Tugas Latihan 1: Sunting baris-baris data latihan dari baris yang memuat "Definition of the keypoint: for every instance of the yellow and" sampai baris terakhir data dengan mengganti "soccer cleat" menjadi "football boot", lalu tuliskan ulang baris-baris itu tanpa perubahan lain.

Teks Sumber:

------------------------------------------------------------

BAYANGKAN seorang karyawan muda, di mana setiap bulan gajinya habis, bahkan sebelum tanggal gajian tiba.
Namun, gaya hidupnya tetap terlihat prima seperti sering makan di kafe kekinian, rutin belanja fesyen terbaru, hingga memesan tiket liburan.
Rahasianya? Satu aplikasi di ponselnya, yaitu paylater. Dengan sekali klik, ia bisa menikmati barang dan jasa apa pun, tanpa harus menunggu gajinya cair. Seolah hidupnya serba mudah—sampai tagihan jatuh tempo datang menghantam.
Fenomena paylater memang sedang menjadi tren besar di Indonesia. Layanan ini memungkinkan konsumen membeli produk sekarang dan membayar belakangan, biasanya dalam jangka waktu 30 hari hingga 12 bulan.
Tidak perlu kartu kredit, cukup verifikasi KTP, maka akses konsumsi seakan terbuka tanpa batas.
Di balik kenyamanan itu, terselip tanda tanya besar, yaitu apakah paylater benar-benar membantu masyarakat mengatur keuangan, atau justru membuat mereka terjebak dalam lingkaran utang konsumtif?
Perkembangan paylater tidak bisa dilepaskan dari pesatnya ekonomi digital di Indonesia. Menurut data Bank Indonesia, nilai transaksi ekonomi digital pada 2024, mencapai lebih dari Rp 800 triliun.
Baca juga: Burden Sharing: Penopang Ekonomi atau Bom Waktu?
Dari jumlah itu, buy now, pay later atau BNPL mencatat pertumbuhan tercepat, dengan pengguna meningkat hampir dua kali lipat dalam dua tahun terakhir.
Platform besar seperti GoPayLater, Shopee PayLater, OVO PayLater, hingga Traveloka PayLater berlomba-lomba merebut hati konsumen.
Bahkan perusahaan teknologi keuangan (fintech) khusus BNPL seperti Kredivo atau Akulaku berhasil menembus jutaan pengguna.

------------------------------------------------------------

Data Latihan:
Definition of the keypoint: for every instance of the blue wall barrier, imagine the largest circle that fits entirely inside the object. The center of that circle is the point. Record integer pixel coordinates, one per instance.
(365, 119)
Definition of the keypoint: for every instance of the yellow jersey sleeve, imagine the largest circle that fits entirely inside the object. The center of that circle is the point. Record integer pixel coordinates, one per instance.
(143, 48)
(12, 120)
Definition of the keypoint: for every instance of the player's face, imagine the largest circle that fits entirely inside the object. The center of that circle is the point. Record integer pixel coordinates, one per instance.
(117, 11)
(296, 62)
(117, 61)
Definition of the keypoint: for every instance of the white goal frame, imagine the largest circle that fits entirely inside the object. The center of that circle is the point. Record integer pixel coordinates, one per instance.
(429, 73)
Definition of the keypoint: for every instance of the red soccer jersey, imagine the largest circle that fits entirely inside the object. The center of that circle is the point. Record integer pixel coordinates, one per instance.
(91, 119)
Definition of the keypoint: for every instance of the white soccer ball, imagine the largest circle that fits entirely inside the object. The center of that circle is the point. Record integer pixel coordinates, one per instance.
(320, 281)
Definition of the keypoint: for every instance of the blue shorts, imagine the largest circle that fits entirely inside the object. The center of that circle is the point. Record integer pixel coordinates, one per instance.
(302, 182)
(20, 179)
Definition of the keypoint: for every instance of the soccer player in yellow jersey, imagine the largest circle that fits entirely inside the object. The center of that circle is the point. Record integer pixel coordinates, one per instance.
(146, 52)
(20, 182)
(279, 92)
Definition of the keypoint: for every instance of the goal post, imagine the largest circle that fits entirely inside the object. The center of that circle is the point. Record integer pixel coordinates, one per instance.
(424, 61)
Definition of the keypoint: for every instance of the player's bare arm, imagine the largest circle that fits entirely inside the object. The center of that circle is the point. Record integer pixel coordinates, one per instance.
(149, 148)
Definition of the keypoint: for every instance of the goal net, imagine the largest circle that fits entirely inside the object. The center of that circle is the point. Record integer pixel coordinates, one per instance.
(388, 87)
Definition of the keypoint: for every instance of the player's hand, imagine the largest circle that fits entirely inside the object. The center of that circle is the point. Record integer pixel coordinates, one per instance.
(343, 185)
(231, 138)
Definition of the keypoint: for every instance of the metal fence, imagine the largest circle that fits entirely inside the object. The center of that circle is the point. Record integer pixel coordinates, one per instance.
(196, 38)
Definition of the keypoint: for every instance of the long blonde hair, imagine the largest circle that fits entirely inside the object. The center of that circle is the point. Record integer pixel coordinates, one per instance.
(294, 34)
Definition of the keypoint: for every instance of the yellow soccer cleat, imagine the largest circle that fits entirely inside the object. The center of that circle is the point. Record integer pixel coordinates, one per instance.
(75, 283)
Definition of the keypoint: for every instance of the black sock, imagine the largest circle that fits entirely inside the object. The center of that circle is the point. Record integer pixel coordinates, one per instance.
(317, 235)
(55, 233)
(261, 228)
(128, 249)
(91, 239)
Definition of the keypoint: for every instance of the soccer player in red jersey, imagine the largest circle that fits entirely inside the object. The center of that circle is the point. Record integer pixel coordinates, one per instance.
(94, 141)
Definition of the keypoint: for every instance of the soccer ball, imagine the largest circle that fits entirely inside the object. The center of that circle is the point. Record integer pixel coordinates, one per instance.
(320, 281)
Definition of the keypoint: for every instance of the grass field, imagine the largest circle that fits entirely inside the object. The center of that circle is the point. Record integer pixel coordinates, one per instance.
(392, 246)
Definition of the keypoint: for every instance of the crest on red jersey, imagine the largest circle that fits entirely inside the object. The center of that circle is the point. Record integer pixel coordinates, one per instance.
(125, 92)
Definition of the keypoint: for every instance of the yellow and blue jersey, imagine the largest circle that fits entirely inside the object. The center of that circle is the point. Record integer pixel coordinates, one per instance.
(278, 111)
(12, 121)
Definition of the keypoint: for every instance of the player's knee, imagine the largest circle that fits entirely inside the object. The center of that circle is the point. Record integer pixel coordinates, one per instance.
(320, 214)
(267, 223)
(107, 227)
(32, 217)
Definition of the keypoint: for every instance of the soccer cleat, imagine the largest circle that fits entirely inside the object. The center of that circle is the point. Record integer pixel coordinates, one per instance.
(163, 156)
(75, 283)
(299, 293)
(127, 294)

------------------------------------------------------------

Tugas Latihan 2: Menurut data Bank Indonesia yang dikutip dalam teks tentang paylater, berapa nilai transaksi ekonomi digital di Indonesia pada 2024?

Jawaban Tugas 1:
Definition of the keypoint: for every instance of the yellow and blue jersey, imagine the largest circle that fits entirely inside the object. The center of that circle is the point. Record integer pixel coordinates, one per instance.
(278, 111)
(12, 121)
Definition of the keypoint: for every instance of the player's knee, imagine the largest circle that fits entirely inside the object. The center of that circle is the point. Record integer pixel coordinates, one per instance.
(320, 214)
(267, 223)
(107, 227)
(32, 217)
Definition of the keypoint: for every instance of the football boot, imagine the largest circle that fits entirely inside the object. The center of that circle is the point. Record integer pixel coordinates, one per instance.
(163, 156)
(75, 283)
(299, 293)
(127, 294)

Jawaban Tugas 2: Lebih dari Rp 800 triliun.